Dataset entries
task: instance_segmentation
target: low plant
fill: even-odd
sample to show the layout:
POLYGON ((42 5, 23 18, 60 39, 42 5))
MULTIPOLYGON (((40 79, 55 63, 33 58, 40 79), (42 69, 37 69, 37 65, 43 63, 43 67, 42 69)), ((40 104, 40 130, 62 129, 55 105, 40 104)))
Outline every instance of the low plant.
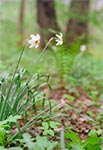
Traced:
POLYGON ((6 120, 0 121, 0 145, 7 146, 11 143, 13 137, 10 135, 10 130, 13 125, 17 124, 17 120, 21 116, 9 116, 6 120))
POLYGON ((57 145, 58 142, 51 142, 45 136, 36 136, 36 138, 31 138, 31 136, 27 133, 23 134, 23 139, 25 142, 25 147, 28 147, 29 150, 53 150, 57 145), (35 140, 35 142, 33 142, 35 140))
POLYGON ((96 132, 91 132, 84 141, 81 141, 80 137, 69 129, 65 133, 65 138, 69 140, 66 147, 70 150, 101 150, 103 148, 103 138, 97 136, 96 132))
POLYGON ((60 125, 59 122, 49 121, 49 122, 42 122, 42 130, 43 135, 55 135, 54 129, 57 129, 60 125))
POLYGON ((12 141, 13 144, 19 142, 18 146, 10 146, 10 148, 5 148, 4 146, 0 146, 0 150, 53 150, 58 146, 58 142, 50 141, 45 136, 36 136, 31 137, 28 133, 24 133, 22 138, 16 139, 12 141))
POLYGON ((35 99, 41 93, 40 89, 49 84, 48 77, 34 74, 29 83, 25 83, 24 77, 24 70, 20 70, 11 81, 12 85, 9 77, 1 78, 0 120, 10 115, 26 115, 30 107, 36 112, 35 99))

◆ **Task brief**
Only the lines above starting at the one containing "MULTIPOLYGON (((40 79, 55" and ending at the one containing "Outline every instance of the low plant.", both included, are to be returned, exactly as they read.

◆ **The answer**
MULTIPOLYGON (((40 79, 55 63, 33 58, 40 79), (42 69, 37 69, 37 65, 43 63, 43 67, 42 69)), ((40 104, 40 130, 62 129, 55 105, 40 104)))
Outline every instance of the low plant.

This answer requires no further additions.